Exercise brief: Look for the line containing "If you could locate the dirt" in the records below. Then output it and all the lines that follow, exactly and without any others.

Material for the task:
========
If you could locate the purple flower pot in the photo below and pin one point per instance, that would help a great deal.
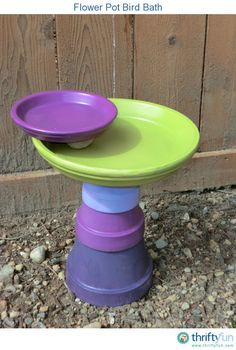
(109, 232)
(109, 278)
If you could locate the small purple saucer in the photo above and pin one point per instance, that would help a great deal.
(67, 116)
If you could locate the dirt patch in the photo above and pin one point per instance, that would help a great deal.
(191, 237)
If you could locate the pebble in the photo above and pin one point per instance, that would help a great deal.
========
Solution below:
If you could locate the dirt patch in the photo above and pin one point per instance, that would help a great deal.
(191, 237)
If you could locate the pebble in the photo above and pin one point per instance, that would help a great deal.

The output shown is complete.